- _ACTIVITY_: Which lines below contain the word "sleeve"? Copy each of them.

[[ MATERIAL SHOWN open ]]

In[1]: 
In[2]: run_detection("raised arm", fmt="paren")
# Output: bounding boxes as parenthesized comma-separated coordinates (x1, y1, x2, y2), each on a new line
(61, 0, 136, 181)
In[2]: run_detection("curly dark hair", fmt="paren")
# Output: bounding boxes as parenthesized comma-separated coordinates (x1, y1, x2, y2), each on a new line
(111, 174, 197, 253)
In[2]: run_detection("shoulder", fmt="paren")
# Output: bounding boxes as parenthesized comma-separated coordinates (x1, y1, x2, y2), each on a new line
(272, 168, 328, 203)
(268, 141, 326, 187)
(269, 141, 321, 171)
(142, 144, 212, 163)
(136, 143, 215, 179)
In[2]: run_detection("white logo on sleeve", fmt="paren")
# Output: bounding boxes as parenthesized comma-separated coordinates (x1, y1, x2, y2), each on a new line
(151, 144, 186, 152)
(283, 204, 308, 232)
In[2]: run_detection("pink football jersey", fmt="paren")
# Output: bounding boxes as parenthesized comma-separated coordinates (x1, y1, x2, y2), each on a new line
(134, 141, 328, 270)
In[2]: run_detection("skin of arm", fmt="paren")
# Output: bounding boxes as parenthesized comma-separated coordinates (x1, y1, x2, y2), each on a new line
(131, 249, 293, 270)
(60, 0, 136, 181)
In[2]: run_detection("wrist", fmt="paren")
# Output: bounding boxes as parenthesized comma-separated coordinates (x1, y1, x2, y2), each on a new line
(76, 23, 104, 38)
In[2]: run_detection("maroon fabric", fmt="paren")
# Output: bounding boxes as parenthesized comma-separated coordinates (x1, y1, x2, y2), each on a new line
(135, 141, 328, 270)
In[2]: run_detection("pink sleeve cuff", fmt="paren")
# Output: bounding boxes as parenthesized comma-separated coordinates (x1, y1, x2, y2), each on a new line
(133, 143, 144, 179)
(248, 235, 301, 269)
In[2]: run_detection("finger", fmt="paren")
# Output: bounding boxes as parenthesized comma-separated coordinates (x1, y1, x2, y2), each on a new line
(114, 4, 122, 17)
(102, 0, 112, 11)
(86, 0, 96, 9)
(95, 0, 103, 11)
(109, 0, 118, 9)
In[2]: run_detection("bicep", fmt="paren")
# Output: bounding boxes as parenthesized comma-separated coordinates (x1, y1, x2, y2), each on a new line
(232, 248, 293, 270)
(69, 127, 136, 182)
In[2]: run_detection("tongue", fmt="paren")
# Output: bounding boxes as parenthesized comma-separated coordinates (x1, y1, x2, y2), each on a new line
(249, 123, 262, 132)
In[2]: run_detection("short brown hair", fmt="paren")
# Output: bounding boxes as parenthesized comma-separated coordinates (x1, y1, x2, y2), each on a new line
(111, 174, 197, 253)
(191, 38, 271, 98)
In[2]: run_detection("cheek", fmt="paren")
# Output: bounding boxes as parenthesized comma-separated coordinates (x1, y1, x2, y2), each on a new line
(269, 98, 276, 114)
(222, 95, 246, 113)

[[ MATERIAL SHOWN closed ]]

- _OUTPUT OF THE TASK_:
In[2]: run_detection("white logo on sleeve", fmt="paren")
In[2]: run_detection("pink sleeve cuff", fmt="paren")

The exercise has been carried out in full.